━━━ MATERIAL FOR THE TASK
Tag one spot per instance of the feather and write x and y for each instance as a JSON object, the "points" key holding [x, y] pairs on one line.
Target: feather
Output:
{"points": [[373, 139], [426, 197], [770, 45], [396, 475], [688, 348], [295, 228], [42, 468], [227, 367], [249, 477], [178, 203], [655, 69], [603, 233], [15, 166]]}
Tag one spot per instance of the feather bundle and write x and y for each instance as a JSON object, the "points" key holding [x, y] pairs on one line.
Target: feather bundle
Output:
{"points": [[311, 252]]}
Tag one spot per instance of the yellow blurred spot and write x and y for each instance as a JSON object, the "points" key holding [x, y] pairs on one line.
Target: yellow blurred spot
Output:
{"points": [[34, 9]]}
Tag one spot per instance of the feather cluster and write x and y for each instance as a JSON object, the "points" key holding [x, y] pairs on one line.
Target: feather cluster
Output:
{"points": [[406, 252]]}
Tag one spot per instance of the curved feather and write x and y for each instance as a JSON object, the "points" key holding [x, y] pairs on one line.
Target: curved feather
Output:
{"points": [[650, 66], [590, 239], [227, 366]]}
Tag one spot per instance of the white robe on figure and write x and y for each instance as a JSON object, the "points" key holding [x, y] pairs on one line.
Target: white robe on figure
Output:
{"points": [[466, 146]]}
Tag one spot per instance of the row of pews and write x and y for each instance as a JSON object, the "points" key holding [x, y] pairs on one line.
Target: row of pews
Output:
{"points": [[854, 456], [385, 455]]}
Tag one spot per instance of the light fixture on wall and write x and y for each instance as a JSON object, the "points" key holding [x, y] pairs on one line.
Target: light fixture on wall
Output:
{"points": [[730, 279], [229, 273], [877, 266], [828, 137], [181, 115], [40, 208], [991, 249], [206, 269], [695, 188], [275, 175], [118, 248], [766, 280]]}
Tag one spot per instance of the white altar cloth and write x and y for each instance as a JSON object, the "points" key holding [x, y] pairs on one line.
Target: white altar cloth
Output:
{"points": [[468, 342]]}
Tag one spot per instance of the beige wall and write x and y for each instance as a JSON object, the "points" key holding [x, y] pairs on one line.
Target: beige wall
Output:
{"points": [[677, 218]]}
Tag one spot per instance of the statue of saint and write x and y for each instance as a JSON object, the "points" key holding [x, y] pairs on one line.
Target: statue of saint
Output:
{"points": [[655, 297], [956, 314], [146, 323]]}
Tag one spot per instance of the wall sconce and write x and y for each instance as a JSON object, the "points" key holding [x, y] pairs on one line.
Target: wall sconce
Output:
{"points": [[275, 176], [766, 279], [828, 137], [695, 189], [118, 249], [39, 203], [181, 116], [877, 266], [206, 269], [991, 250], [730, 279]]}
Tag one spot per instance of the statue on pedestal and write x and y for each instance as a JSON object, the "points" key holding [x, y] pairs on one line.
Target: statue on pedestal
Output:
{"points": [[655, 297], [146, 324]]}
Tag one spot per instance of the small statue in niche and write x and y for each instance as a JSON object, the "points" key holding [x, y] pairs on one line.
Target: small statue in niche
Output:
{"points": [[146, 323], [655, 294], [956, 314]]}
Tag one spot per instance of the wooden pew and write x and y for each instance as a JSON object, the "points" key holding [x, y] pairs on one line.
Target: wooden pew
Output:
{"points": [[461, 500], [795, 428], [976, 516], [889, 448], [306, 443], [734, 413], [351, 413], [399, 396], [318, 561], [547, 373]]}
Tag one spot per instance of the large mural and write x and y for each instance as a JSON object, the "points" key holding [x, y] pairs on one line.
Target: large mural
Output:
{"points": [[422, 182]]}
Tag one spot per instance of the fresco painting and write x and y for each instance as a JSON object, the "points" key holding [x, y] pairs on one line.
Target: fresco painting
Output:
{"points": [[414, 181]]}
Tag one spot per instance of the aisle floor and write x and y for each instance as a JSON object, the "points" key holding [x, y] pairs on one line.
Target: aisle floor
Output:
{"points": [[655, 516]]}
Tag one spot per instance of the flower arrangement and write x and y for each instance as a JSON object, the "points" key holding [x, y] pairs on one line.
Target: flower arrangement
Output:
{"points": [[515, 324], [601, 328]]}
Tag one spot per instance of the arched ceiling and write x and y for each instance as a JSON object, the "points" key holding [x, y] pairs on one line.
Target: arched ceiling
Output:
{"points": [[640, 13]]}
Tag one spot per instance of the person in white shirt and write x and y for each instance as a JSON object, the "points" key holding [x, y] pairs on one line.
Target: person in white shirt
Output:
━━━━━━
**WHAT IS BEING ASKED**
Output an exact copy of the lines beginning at the one that holds "Tag one spot per instance of the flower" and running through the final line of the records.

**RESULT**
Tag one spot per instance of the flower arrangement and write x and y for each instance as a JSON object, the "points" key holding [x, y] pairs on one line.
Target: flower arrangement
Output:
{"points": [[515, 324], [601, 328]]}
Tag one spot per instance of the arched ceiling and write x and y for each instance as a JSON object, the "points" key holding [x, y] pairs on one line.
Target: arched ceiling
Output:
{"points": [[640, 13]]}
Tag one spot per instance of the person in white shirt and write x and y for each instance as a JSON object, the "points" key holding [x, y] pairs on one line.
Target: person in white shirt
Output:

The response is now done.